# Life straw in carry on luggage?



## midwestmom

Not sure if this is the right section, but does anyone know if you can pack life straws in your carry on bags when you fly? We travel a lot, but we never check bags. And those are a little expensive to have to turn over.


----------



## Grimm

I don't know for sure but I don't see why it should be an issue. They are just filters not actual liquid.


----------



## camo2460

I can't imagine why it would be a problem, but on the other hand those Morons at the Airport think that a pair of Finger nail Clippers are a deadly Weapon. It's possible that they could think you are an Amazonian Warrior Princess, and could use you Life Straw as a Blow Gun to bring down a Jet Liner. I know you're Laughing at this point, but you know it could happen, Morons are everywhere.


----------



## jeff47041

I had a 2/3 empty bottle with me one day. he said I have to throw it away. I said, it has less than the (6 oz. 3 oz. I can't remember the rule) He said, if the container CAN hold more than the allowed amount, it's not allowed.

No biggy to me, I threw it away.

They may consider it a container that CAN hold more than the allowed amount. I'd call the airport and ask just to be sure


----------



## Grimm

jeff47041 said:


> I had a 2/3 empty bottle with me one day. he said I have to throw it away. I said, it has less than the (6 oz. 3 oz. I can't remember the rule) He said, if the container CAN hold more than the allowed amount, it's not allowed.
> 
> No biggy to me, I threw it away.
> 
> They may consider it a container that CAN hold more than the allowed amount. I'd call the airport and ask just to be sure


Interesting point. I don't see how this can really hold liquid.










I wonder what they would say about an Aquamira filter straw.

List of tasks -
(a) Copy the thread about life straws in carry-on luggage in full, reproducing every character.
(b) Please edit the records from the line containing "Draw the outline of every instance of the <item>white" through the end of the records, replacing "Per instance" with "For each instance" and keeping everything else the same. Give only those lines.

Supplied data -
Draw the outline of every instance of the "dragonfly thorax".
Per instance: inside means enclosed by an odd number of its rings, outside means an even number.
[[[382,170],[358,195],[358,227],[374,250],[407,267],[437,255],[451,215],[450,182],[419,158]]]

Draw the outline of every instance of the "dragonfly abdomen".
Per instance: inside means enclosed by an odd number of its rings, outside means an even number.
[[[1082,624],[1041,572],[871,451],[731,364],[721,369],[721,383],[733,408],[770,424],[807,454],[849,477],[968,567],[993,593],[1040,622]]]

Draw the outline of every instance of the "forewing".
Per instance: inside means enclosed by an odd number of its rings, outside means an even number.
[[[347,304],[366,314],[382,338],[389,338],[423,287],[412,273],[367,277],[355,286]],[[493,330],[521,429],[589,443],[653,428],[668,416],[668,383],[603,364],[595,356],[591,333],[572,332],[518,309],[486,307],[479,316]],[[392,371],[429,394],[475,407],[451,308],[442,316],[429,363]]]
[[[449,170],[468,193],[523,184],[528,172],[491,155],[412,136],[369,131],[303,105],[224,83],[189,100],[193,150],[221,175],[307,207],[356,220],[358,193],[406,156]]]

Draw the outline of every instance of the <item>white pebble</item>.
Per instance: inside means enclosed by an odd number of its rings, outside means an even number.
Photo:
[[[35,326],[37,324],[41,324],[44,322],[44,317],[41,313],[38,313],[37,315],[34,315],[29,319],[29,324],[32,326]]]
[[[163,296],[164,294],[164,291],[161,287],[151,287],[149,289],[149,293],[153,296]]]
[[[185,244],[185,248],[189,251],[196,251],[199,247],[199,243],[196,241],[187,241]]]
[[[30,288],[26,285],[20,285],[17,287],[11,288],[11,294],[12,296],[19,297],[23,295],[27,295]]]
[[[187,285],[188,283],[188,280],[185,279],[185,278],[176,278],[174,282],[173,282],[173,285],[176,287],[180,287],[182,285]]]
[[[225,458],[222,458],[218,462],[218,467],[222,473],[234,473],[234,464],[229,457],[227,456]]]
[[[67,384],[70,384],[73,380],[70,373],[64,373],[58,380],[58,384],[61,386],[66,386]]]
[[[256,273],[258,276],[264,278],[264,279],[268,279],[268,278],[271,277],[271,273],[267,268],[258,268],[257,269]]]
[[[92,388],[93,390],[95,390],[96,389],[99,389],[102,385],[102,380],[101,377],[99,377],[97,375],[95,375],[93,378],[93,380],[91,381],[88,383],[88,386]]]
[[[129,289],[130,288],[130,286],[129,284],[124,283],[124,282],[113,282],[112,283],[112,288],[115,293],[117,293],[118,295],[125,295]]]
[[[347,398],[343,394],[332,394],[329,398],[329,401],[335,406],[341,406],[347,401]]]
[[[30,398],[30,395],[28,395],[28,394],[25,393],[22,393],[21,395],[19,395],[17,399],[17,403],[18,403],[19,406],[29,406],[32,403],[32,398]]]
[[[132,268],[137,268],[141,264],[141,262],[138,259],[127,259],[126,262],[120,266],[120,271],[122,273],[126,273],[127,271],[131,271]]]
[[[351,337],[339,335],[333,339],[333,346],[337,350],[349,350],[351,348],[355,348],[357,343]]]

Answers provided -
(a)
# Life straw in carry on luggage?



## midwestmom

Not sure if this is the right section, but does anyone know if you can pack life straws in your carry on bags when you fly? We travel a lot, but we never check bags. And those are a little expensive to have to turn over.


----------



## Grimm

I don't know for sure but I don't see why it should be an issue. They are just filters not actual liquid.


----------



## camo2460

I can't imagine why it would be a problem, but on the other hand those Morons at the Airport think that a pair of Finger nail Clippers are a deadly Weapon. It's possible that they could think you are an Amazonian Warrior Princess, and could use you Life Straw as a Blow Gun to bring down a Jet Liner. I know you're Laughing at this point, but you know it could happen, Morons are everywhere.


----------



## jeff47041

I had a 2/3 empty bottle with me one day. he said I have to throw it away. I said, it has less than the (6 oz. 3 oz. I can't remember the rule) He said, if the container CAN hold more than the allowed amount, it's not allowed.

No biggy to me, I threw it away.

They may consider it a container that CAN hold more than the allowed amount. I'd call the airport and ask just to be sure


----------



## Grimm

jeff47041 said:


> I had a 2/3 empty bottle with me one day. he said I have to throw it away. I said, it has less than the (6 oz. 3 oz. I can't remember the rule) He said, if the container CAN hold more than the allowed amount, it's not allowed.
> 
> No biggy to me, I threw it away.
> 
> They may consider it a container that CAN hold more than the allowed amount. I'd call the airport and ask just to be sure


Interesting point. I don't see how this can really hold liquid.










I wonder what they would say about an Aquamira filter straw.

(b)
Draw the outline of every instance of the <item>white pebble</item>.
For each instance: inside means enclosed by an odd number of its rings, outside means an even number.
Photo:
[[[35,326],[37,324],[41,324],[44,322],[44,317],[41,313],[38,313],[37,315],[34,315],[29,319],[29,324],[32,326]]]
[[[163,296],[164,294],[164,291],[161,287],[151,287],[149,289],[149,293],[153,296]]]
[[[185,244],[185,248],[189,251],[196,251],[199,247],[199,243],[196,241],[187,241]]]
[[[30,288],[26,285],[20,285],[17,287],[11,288],[11,294],[12,296],[19,297],[23,295],[27,295]]]
[[[187,285],[188,283],[188,280],[185,279],[185,278],[176,278],[174,282],[173,282],[173,285],[176,287],[180,287],[182,285]]]
[[[225,458],[222,458],[218,462],[218,467],[222,473],[234,473],[234,464],[229,457],[227,456]]]
[[[67,384],[70,384],[73,380],[70,373],[64,373],[58,380],[58,384],[61,386],[66,386]]]
[[[256,273],[258,276],[264,278],[264,279],[268,279],[268,278],[271,277],[271,273],[267,268],[258,268],[257,269]]]
[[[92,388],[93,390],[95,390],[96,389],[99,389],[102,385],[102,380],[101,377],[99,377],[97,375],[95,375],[93,378],[93,380],[91,381],[88,383],[88,386]]]
[[[129,289],[130,288],[130,286],[129,284],[124,283],[124,282],[113,282],[112,283],[112,288],[115,293],[117,293],[118,295],[125,295]]]
[[[347,398],[343,394],[332,394],[329,398],[329,401],[335,406],[341,406],[347,401]]]
[[[30,398],[30,395],[28,395],[28,394],[25,393],[22,393],[21,395],[19,395],[17,399],[17,403],[18,403],[19,406],[29,406],[32,403],[32,398]]]
[[[132,268],[137,268],[141,264],[141,262],[138,259],[127,259],[126,262],[120,266],[120,271],[122,273],[126,273],[127,271],[131,271]]]
[[[351,337],[339,335],[333,339],[333,346],[337,350],[349,350],[351,348],[355,348],[357,343]]]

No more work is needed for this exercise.